> [Prompt 1] In the passage about reconnecting after the break, who suggested seeing each other in person?

> [Text section]
But I had missed him. I missed the physical connection. I missed the intensity. I missed his humor, his attention, and the ease that sometimes existed between us when things were good.

I also assumed he had read what I wrote. I thought he knew where I stood. I thought the hard things had at least been named.

So when we reconnected, it felt good to be wanted by him again. It felt good to be in the same room, to eat together, to flirt, and to feel the charge between us return so quickly.

I knew nothing had really been repaired. But in the moment, the good parts were still very good.

🧩 What Was Actually Happening

The break had not resolved anything. Jerry had not answered for the silence. We had not talked through what happened. We had not clarified new terms or created better boundaries.

But once the thread reopened, he moved back in quickly.

He was the one who suggested seeing each other. I had acknowledged his birthday, but he immediately opened the door to meeting in person. And when he did, the same current came back quickly: teasing, sexual language, dominance, food, his room, his body, the familiar pull of him.

The first night back did not feel cautious. It picked up where we had left off.

Maybe further.

Jerry was more dominant. The time apart had not made him slower or more careful. It had not made him ask what I needed after the break. It had not made him return to the conversation about boundaries. Instead, the physical dynamic resumed as if nothing had happened and kept escalating. The torn panties were part of that, and leaving me tied overnight.

He tied me before he took my underwear off. My body was already restrained. Removing them was not simple anymore, and instead of pausing or adjusting, he ripped them off. That moment was intense.

It was sexual. It was also careless.

The tea was part of it too. He instructed me to make tea for him in the middle of the scene. I was already disoriented, already trying to keep up, already nervous about doing what he wanted the right way. The room was dark. I was moving through his space, trying to find what I needed, trying to complete the task.

It was not just tea. It was obedience. Attention. Compliance.

And the scene did not soften afterward. It moved to the bedroom and kept going.

More intense than before. More dominant. More charged.

The patterns are so much clearer now:

🎯 Calibration of Intimacy – Jerry returned through the parts that still worked: humor, food, sexual charge, dominance, and physical familiarity. He did not return through repair. He did not have to address the break before receiving access to me again.

🎯 Information Control – I assumed he had read what I wrote. I assumed he understood what I wanted and what I did not want. But he had not read it. There had been no conversation, no acknowledgment, and no mutual agreement. I was moving forward with assumed clarity, not actual clarity, while Jerry moved back into access without having received or engaged the clearest thing I had given him. He was still withholding large amounts of information.

🎯 Boundary Erosion by Degrees – The break should have created a pause. Instead, the first night back picked up at the same intensity and moved further. The escalation did not announce itself as a new boundary crossing. It felt like the familiar dynamic becoming stronger.

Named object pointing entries
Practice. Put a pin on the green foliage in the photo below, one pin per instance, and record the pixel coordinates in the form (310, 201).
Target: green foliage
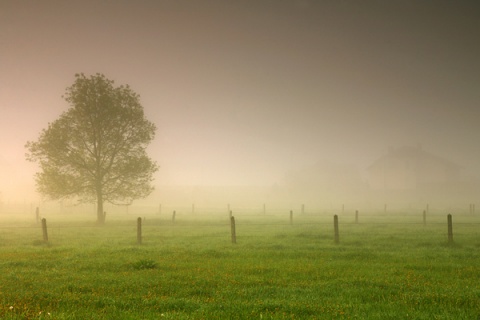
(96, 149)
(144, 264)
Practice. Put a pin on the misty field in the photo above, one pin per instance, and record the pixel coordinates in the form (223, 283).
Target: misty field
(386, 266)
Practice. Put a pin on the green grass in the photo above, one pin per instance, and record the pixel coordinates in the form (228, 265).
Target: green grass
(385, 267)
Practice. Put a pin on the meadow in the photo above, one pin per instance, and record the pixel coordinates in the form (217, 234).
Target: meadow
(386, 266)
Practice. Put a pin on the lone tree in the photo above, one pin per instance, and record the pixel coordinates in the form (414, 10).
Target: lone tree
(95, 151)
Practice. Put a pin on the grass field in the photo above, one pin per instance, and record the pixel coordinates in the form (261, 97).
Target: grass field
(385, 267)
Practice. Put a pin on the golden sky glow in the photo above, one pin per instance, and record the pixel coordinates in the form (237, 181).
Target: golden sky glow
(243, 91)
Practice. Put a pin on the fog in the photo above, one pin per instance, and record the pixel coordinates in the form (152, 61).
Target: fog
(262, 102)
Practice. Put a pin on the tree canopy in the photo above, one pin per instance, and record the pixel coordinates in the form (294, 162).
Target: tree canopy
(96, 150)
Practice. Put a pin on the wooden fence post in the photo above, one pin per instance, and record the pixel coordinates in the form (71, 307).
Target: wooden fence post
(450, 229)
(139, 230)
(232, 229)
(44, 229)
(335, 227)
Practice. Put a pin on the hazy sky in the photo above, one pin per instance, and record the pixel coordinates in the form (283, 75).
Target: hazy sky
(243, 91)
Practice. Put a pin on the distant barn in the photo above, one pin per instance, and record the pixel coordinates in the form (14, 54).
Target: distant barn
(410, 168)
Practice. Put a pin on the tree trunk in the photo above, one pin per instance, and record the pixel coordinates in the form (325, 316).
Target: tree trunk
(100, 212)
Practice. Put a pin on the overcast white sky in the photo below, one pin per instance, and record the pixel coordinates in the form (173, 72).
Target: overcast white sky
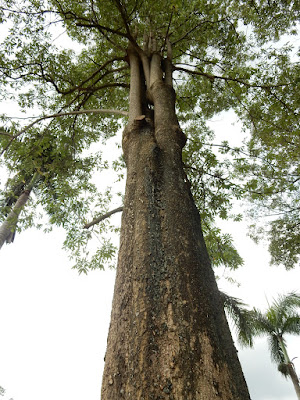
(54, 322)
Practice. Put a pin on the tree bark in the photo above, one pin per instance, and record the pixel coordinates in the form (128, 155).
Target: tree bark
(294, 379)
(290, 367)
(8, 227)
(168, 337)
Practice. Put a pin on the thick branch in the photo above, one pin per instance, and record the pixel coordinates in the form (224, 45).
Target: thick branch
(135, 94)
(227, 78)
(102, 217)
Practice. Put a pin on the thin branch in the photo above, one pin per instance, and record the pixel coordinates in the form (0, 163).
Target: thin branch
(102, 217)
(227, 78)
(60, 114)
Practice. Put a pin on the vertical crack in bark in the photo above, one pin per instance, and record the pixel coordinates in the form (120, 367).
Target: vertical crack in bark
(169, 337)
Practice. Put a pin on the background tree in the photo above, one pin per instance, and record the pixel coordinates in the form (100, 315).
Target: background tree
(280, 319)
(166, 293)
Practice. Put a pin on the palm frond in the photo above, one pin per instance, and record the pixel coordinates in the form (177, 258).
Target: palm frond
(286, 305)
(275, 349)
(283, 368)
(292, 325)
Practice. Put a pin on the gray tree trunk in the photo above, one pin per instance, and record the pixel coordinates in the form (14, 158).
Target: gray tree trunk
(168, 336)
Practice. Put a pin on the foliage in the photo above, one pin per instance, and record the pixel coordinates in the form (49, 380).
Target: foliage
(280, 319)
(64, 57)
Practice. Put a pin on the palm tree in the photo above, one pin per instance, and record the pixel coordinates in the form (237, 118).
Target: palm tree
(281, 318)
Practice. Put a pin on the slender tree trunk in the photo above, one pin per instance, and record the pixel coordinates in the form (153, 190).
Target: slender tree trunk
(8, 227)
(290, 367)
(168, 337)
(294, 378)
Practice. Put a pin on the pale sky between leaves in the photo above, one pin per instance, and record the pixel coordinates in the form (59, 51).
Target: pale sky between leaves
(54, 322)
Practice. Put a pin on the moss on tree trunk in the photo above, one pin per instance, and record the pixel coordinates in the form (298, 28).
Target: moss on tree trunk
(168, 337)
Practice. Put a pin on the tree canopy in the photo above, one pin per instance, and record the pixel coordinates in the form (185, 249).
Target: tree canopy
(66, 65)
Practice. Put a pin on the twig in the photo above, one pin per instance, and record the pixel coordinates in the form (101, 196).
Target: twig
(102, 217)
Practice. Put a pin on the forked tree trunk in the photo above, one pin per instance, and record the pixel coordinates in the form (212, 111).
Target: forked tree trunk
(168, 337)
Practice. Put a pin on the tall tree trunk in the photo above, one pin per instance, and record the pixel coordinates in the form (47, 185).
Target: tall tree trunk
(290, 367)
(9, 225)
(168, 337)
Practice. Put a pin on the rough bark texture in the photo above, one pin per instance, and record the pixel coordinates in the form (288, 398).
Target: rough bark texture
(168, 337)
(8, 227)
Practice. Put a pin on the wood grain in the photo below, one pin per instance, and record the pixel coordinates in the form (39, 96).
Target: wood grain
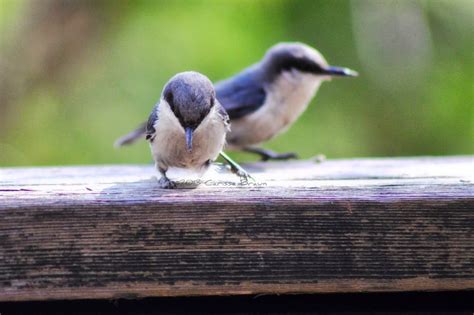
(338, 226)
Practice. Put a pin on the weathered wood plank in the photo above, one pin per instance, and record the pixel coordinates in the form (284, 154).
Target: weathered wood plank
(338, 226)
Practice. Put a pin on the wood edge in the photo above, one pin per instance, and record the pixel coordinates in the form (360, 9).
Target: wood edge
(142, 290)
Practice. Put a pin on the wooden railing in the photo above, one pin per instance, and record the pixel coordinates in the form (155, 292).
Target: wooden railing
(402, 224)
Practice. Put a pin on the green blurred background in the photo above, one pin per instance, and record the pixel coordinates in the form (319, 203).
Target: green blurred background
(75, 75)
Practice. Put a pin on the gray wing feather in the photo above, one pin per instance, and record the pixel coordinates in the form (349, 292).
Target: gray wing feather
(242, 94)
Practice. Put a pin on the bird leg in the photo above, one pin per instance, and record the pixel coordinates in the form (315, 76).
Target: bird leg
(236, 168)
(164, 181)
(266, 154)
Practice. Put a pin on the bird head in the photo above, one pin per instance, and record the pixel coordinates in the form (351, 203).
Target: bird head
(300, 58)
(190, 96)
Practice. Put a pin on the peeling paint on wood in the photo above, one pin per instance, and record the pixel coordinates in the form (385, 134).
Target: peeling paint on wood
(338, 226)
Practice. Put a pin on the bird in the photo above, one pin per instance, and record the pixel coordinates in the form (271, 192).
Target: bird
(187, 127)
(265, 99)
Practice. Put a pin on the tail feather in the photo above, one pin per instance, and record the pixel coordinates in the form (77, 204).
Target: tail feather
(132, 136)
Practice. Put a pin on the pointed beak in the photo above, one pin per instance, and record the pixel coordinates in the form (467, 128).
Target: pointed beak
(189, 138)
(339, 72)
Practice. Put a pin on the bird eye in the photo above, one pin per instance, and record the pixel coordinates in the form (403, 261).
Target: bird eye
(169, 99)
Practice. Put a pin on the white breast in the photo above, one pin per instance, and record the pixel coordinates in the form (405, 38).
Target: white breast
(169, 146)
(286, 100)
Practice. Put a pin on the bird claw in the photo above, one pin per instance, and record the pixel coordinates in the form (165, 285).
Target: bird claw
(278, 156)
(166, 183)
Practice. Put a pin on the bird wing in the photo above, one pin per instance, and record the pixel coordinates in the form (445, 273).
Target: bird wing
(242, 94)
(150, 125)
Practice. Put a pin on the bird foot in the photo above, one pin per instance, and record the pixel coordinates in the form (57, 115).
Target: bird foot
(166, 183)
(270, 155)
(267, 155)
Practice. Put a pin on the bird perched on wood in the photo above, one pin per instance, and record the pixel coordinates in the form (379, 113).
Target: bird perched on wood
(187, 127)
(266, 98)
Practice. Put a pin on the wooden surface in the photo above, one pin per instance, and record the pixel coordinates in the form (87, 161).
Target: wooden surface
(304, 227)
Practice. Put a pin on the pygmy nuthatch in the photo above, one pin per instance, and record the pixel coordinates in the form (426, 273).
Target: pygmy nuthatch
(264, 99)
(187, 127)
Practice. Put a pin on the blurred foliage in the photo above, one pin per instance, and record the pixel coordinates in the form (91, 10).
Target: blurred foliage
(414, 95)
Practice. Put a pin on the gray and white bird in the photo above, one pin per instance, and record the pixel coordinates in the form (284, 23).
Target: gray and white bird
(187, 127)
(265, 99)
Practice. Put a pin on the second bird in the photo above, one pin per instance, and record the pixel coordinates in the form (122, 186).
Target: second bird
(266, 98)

> [Prompt 2] Identify every line of the records that contains the word "between".

> [Full solution 1] Jerry suggested it.

> [Full solution 2]
Practice. Put a pin on the pale sky between leaves in the photo above, one pin per instance, and record the pixel coordinates in the form (59, 51).
Target: pale sky between leaves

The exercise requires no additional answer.